_TEXT EXTRACT:_
☆ ☆ ☆

Automated Preparation for Molecule Search Databases
Description
Automatically prepares FastROCS collections, Gigadock collections, Molecule Search collections, and Molecule Search databases given any of the following file formats: .smi, .ism, .cxsmiles, .csv, or .sdf. Additionally, intermediate collections can be used to start from a later point. Also supports ending before full preparation of Molecule Search databases.
Promoted Parameters
Title in user interface (promoted name)
Prep input
Input file (in): Input molecule file. Must be one of the following formats: .smi, .ism, .cxsmiles, .csv, or .sdf. If included, this will be used as the starting point for both the 2D and 3D prep, unless an alternative input is provided for one of them, or they are explicitly told not to run.
Type: file_in
Prep Automation Options
Ending point for 2D prep (end_2d): If you want to end the 2D prep at an earlier point than setting up the search DB, modify this.
Type: string
Default: 2D search DB
Choices: [‘Chunked collection’, ‘2D search collection’, ‘2D search DB’]
Ending point for 3D prep (end_3d): If you want to end the 3D prep at an earlier point than setting up the search DB, modify this.
Type: string
Default: 3D search DB
Choices: [‘FastROCS collection’, ‘3D search collection’, ‘3D search DB’]
Execute 2D prep (prep_2d): Whether or not to run 2D collection and database prep floes
Type: boolean
Default: True
Choices: [True, False]
Execute 3D prep (prep_3d): Whether or not to run 3D collection and database prep floes
Type: boolean
Default: True
Choices: [True, False]
Keep 2D DB loaded (loaded_2d): Whether or not to keep the 2D Molecule Search database in the LOADED state
Type: boolean
Default: False
Choices: [True, False]
Keep 3D DB loaded (loaded_3d): Whether or not to keep the 3D Molecule Search database in the LOADED state
Type: boolean
Default: False
Choices: [True, False]
Identifier strings
Custom Library Name (vendor_library): Name of custom library. This is the name that will appear on the database.

☆ ☆ ☆

_ENTRIES:_
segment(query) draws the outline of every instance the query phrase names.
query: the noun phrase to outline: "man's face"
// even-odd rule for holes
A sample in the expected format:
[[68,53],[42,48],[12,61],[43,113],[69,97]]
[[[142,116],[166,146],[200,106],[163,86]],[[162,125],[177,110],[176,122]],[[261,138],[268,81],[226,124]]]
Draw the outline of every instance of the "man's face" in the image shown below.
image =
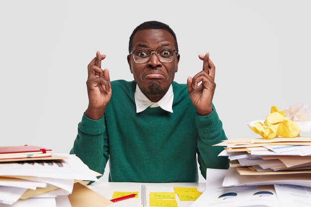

☆ ☆ ☆

_GIVEN INSTRUCTION 1:_
In the molecule search preparation page, translate this sentence into Spanish: "Additionally, intermediate collections can be used to start from a later point."
_GIVEN INSTRUCTION 2:_
List every input file format that the molecule search preparation page names as accepted.
_GIVEN INSTRUCTION 3:_
Reproduce everything in the molecule search preparation page from "Automated Preparation for" down to "interface (promoted name)".

_EXPECTED ANSWER 1:_
Además, se pueden usar colecciones intermedias para comenzar desde un punto posterior.

_EXPECTED ANSWER 2:_
.smi
.ism
.cxsmiles
.csv
.sdf

_EXPECTED ANSWER 3:_
Automated Preparation for Molecule Search Databases
Description
Automatically prepares FastROCS collections, Gigadock collections, Molecule Search collections, and Molecule Search databases given any of the following file formats: .smi, .ism, .cxsmiles, .csv, or .sdf. Additionally, intermediate collections can be used to start from a later point. Also supports ending before full preparation of Molecule Search databases.
Promoted Parameters
Title in user interface (promoted name)